### GOAL
Exactly the lines from the one containing "Annotation task — pin every instance of the gray" through the final line of the listing are to be retyped, and nothing more.
>> Begin DATA
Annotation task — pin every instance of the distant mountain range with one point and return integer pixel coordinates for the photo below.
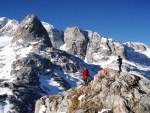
(37, 59)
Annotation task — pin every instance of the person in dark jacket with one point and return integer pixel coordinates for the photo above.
(119, 60)
(86, 74)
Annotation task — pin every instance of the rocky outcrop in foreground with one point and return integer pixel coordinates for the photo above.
(110, 90)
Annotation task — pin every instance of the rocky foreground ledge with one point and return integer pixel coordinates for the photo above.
(115, 92)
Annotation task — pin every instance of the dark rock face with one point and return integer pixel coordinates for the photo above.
(28, 72)
(56, 36)
(76, 41)
(31, 29)
(118, 93)
(88, 44)
(8, 27)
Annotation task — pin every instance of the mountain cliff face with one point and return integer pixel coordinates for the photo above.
(31, 29)
(39, 60)
(88, 44)
(8, 27)
(117, 93)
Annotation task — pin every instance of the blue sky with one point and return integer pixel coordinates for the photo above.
(121, 20)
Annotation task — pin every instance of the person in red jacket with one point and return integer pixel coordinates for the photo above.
(86, 74)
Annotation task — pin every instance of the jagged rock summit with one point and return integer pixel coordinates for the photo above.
(115, 92)
(7, 27)
(31, 29)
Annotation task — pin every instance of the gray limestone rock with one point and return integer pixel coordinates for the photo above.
(110, 90)
(31, 29)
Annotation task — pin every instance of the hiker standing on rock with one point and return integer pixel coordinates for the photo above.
(119, 60)
(86, 74)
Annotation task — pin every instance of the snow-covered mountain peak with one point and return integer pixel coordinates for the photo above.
(31, 29)
(47, 26)
(7, 27)
(3, 19)
(30, 67)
>> End DATA
### RESPONSE TO THE TASK
Annotation task — pin every instance of the gray limestone rock with one point and return integer pixel coordinates for the photo above.
(110, 90)
(31, 29)
Annotation task — pin every instance of the hiker standing on rock with one point and return integer pixel coordinates for the photo above.
(119, 60)
(86, 74)
Annotation task — pin every instance of the snow-covered mountain peak with one point and return integer pixel coordinates for the photo above.
(31, 29)
(47, 26)
(7, 27)
(3, 19)
(30, 67)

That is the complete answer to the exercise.